* What you need to do
Could you output each line below precisely as it stands, without the images?

* Data to use
↓
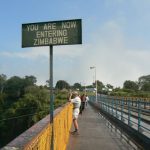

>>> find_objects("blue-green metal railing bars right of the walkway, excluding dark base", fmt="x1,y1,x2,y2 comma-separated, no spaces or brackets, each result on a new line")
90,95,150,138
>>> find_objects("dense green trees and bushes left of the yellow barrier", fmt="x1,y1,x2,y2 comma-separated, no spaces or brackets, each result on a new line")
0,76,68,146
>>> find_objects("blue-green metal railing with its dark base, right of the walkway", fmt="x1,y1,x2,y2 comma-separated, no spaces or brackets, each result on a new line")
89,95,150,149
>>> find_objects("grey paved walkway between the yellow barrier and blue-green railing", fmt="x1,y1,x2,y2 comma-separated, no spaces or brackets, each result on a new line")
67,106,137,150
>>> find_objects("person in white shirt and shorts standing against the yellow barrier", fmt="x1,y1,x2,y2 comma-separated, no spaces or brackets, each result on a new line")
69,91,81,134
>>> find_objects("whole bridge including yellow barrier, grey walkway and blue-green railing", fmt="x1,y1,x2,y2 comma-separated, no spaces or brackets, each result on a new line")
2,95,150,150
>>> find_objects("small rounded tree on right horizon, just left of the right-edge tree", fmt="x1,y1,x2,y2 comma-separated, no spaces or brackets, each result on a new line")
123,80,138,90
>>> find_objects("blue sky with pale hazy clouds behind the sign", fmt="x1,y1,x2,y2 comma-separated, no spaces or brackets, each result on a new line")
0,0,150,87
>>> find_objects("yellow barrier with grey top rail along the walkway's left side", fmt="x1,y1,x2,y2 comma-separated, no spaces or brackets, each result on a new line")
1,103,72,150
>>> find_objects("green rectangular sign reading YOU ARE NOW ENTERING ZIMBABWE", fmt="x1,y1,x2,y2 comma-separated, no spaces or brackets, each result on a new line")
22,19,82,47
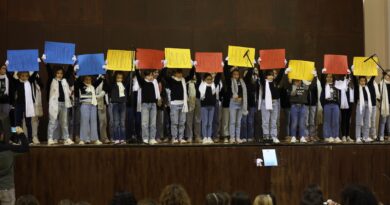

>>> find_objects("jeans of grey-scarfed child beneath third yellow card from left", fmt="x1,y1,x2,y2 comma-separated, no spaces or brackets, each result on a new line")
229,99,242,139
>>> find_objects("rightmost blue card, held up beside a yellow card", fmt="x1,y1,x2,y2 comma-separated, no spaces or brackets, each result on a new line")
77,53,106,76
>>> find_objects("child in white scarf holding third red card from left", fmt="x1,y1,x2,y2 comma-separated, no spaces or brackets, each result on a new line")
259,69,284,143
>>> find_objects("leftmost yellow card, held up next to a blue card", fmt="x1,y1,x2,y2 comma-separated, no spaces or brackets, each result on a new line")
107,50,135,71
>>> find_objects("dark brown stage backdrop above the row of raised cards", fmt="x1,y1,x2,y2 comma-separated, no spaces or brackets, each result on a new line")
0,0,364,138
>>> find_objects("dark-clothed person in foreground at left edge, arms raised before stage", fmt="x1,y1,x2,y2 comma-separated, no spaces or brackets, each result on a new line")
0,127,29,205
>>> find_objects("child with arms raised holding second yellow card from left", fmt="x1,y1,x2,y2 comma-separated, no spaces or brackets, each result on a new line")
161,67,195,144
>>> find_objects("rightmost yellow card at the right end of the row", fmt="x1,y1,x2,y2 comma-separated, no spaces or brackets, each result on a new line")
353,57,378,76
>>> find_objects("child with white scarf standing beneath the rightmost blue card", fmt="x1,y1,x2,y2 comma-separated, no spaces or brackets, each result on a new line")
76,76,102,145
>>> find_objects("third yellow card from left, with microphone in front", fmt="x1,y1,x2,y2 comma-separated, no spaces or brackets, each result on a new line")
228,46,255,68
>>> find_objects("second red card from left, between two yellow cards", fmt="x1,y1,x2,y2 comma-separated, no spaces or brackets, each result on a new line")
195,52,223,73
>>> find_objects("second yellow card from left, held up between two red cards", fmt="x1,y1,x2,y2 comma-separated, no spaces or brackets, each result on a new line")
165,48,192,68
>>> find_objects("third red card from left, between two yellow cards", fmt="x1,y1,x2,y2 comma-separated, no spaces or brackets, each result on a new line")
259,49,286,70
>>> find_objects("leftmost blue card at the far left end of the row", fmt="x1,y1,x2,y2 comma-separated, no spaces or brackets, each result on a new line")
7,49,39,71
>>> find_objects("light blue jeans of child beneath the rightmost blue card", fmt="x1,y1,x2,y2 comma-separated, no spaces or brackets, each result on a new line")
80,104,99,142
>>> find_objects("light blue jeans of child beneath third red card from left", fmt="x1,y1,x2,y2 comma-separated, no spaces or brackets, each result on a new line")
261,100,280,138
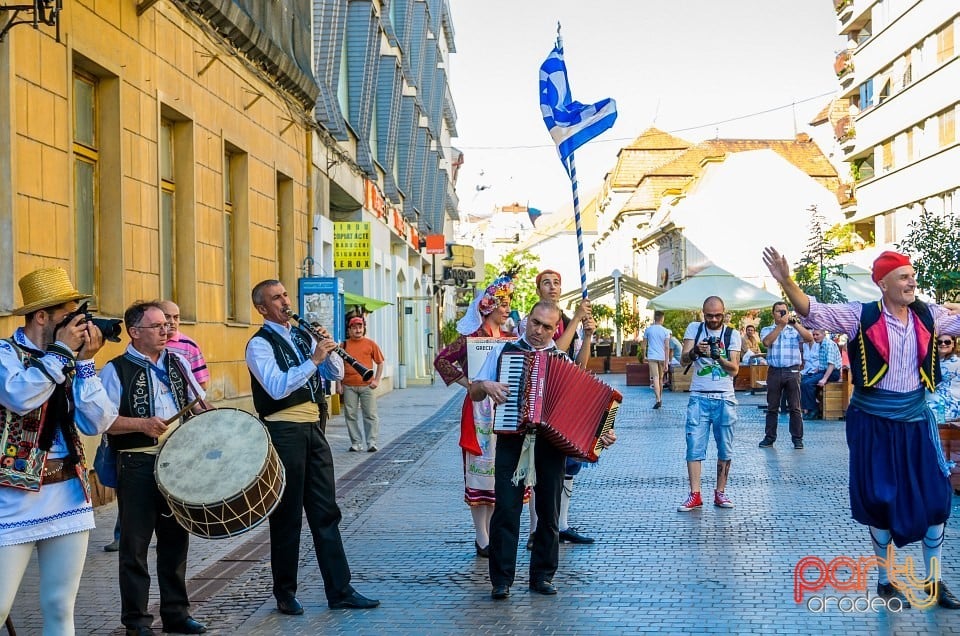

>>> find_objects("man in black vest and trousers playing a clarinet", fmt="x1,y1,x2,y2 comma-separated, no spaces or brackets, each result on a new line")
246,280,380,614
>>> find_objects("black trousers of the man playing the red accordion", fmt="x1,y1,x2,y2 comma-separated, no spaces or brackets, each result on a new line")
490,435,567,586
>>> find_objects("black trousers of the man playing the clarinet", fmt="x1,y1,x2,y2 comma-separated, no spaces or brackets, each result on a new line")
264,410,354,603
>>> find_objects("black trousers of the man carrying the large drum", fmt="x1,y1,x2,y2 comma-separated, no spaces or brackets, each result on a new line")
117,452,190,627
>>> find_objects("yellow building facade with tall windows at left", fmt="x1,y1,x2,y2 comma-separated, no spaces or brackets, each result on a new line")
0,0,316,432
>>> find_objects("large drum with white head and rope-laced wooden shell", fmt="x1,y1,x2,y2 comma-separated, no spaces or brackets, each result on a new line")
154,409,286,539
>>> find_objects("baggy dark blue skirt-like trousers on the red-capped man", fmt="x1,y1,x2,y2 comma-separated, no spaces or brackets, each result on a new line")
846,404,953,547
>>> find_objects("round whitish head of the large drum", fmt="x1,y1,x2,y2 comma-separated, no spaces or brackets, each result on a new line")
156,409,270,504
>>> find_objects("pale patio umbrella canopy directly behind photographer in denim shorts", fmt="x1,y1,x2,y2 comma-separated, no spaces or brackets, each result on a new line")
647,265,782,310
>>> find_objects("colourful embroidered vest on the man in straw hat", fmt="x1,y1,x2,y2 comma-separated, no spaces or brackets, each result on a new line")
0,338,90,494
↑
* Task solution
>>> find_objects("blue-green metal railing bars right of the walkway, excluding dark base", fmt="x1,y1,x2,y2 comma-separated, no spaces or brackets, each result on a new line")
90,95,150,138
>>> find_objects("dense green trees and bushes left of the yellow barrier", fmt="x1,y1,x2,y2 comma-separated, no spaces or brackets, each result on a new line")
0,76,68,146
>>> find_objects("blue-green metal railing with its dark base, right of the walkway", fmt="x1,y1,x2,y2 comma-separated, no spaces or brackets, each result on a new line")
89,95,150,149
>>> find_objects("grey paved walkway between the yellow barrier and blue-green railing", fmt="x1,y1,x2,y2 comma-separated, no spaces or brackets, each result on a new line")
67,106,137,150
>>> find_objects("person in white shirt and shorts standing against the yellow barrier", fmt="x1,y1,x2,y2 comma-separated, no spaces or brackets, each result on a new line")
69,91,81,134
>>> find_objects("whole bridge including yellow barrier, grey walkway and blue-green railing", fmt="x1,y1,x2,y2 comma-separated, no spaces or brackets, each result on a new line")
2,95,150,150
>>> find_objects("small rounded tree on right horizon, just left of the right-edge tree", fmt="x1,y1,x2,y2 comma-separated, no spaces or brackets, each result on a new line")
123,80,138,90
>>> find_objects("blue sky with pale hazy clouds behind the sign", fmt="x1,y1,x2,y2 comma-separated, no spaces or brackets, each result on a new line")
0,0,150,87
>>> find_objects("yellow barrier with grey top rail along the walkway's left side", fmt="x1,y1,x2,y2 comma-separated, no spaces or brackets, each result on a new line")
1,103,72,150
>>> find_objects("green rectangular sign reading YOU ARE NOW ENTERING ZIMBABWE", fmt="x1,y1,x2,y2 comma-separated, no spaces or brackets, each result on a new line")
22,19,82,47

>>> find_objects("jeans of grey-scarfed child beneath third yellow card from left", fmt="x1,y1,x2,y2 comma-separated, no spaces or brackets, each result on a new line")
229,99,242,139
>>> find_objects("rightmost blue card, held up beside a yellow card", fmt="x1,y1,x2,y2 comma-separated, no spaces or brackets, each result on a new line")
77,53,106,76
>>> find_objects("child in white scarf holding third red card from left", fmt="x1,y1,x2,y2 comma-separated, no spaces or brackets, each result on a new line")
259,69,284,143
>>> find_objects("leftmost yellow card, held up next to a blue card", fmt="x1,y1,x2,y2 comma-separated, no spaces or brackets, each result on a new line")
107,50,135,71
>>> find_objects("dark brown stage backdrop above the row of raised cards", fmt="x1,y1,x2,y2 comma-separated, no spaces or brackets, each result on a new line")
0,0,364,138
>>> find_objects("dark-clothed person in foreground at left edge, arms raised before stage", fmt="x1,y1,x2,y2 comma-separated, no spaces or brackets, each result on a new line")
0,127,29,205
>>> find_objects("child with arms raised holding second yellow card from left", fmt="x1,y1,x2,y2 comma-separated, no spaces or brackets, each result on a new line")
161,67,195,144
>>> find_objects("rightmost yellow card at the right end of the row", fmt="x1,y1,x2,y2 comma-separated, no spaces or brackets, each result on a new line")
353,57,378,76
>>> find_objects("child with white scarf standing beneath the rightmost blue card", fmt="x1,y1,x2,y2 comma-separated, no spaces or brackets, each result on a new line")
76,76,102,145
>>> find_objects("third yellow card from left, with microphone in front", fmt="x1,y1,x2,y2 comma-separated, no spaces or brackets, each result on a new line")
228,46,255,68
>>> find_objects("second red card from left, between two yellow cards", fmt="x1,y1,x2,y2 comma-separated, no spaces or brackets, each result on a new line")
195,52,223,73
>>> find_objects("second yellow card from left, held up between two red cards", fmt="x1,y1,x2,y2 comma-separated, no spaces or brackets, each result on a new line")
165,48,192,68
>>> find_objects("third red card from left, between two yellow cards", fmt="x1,y1,x2,y2 comma-separated, no spaces or brackets, each result on a new line")
259,49,286,70
>>> find_objects("leftmost blue card at the far left end of the row", fmt="x1,y1,x2,y2 comma-separated, no spaces or brackets, each result on a new line")
7,49,39,71
>>> find_objects("light blue jeans of child beneath the rightmost blue card", fmt="x1,y1,x2,y2 comma-separated, no spaces or brackets, each result on a new line")
80,104,99,142
>>> find_objects("light blue jeans of child beneath third red card from left", fmt="x1,y1,x2,y2 comma-separated, no spaces or brackets, each result on a new line")
261,100,280,138

>>> find_objects("man in black vest and trousers playing a clarinet", fmt="x1,y1,x2,y2 comma-separated, no spaces or brackets, each result on a new line")
246,280,380,614
>>> find_objects("black trousers of the man playing the red accordion", fmt="x1,y1,x2,y2 comma-separated, no spaces or brackets, each result on a new line")
490,435,567,586
>>> find_objects("black trousers of the man playing the clarinet", fmt="x1,y1,x2,y2 comma-separated, no spaces or brackets, each result on a new line")
264,410,354,603
>>> find_objects("black trousers of the man carrying the large drum", fmt="x1,y1,x2,y2 comma-separated, no spaces or brackets, each result on a new line")
117,452,190,627
>>> find_objects("yellow building facade with tall windows at left", fmt="x1,y1,x2,y2 comma-separated, no spaces or brackets, each result on a new line")
0,0,316,432
>>> find_objects("large drum with white head and rope-laced wooden shell", fmt="x1,y1,x2,y2 comma-separated, no spaces or brackets, each result on a new line")
154,409,286,539
>>> find_objects("baggy dark blue skirt-like trousers on the red-capped man", fmt="x1,y1,x2,y2 comma-separated, no spaces or brackets, each result on a new line")
846,404,953,547
>>> find_objects("round whitish head of the large drum", fmt="x1,y1,x2,y2 comma-separated, no spaces or brackets, each result on a new line")
156,409,270,504
>>> find_objects("pale patio umbrella canopy directly behind photographer in denim shorts", fmt="x1,y1,x2,y2 comma-separated, no spaces or brackets, each result on a new line")
647,265,782,310
>>> find_objects("colourful embroidered vest on the man in straw hat", fmt="x1,y1,x2,y2 comma-separated, no spaces or brackets, each result on a new line")
0,338,90,494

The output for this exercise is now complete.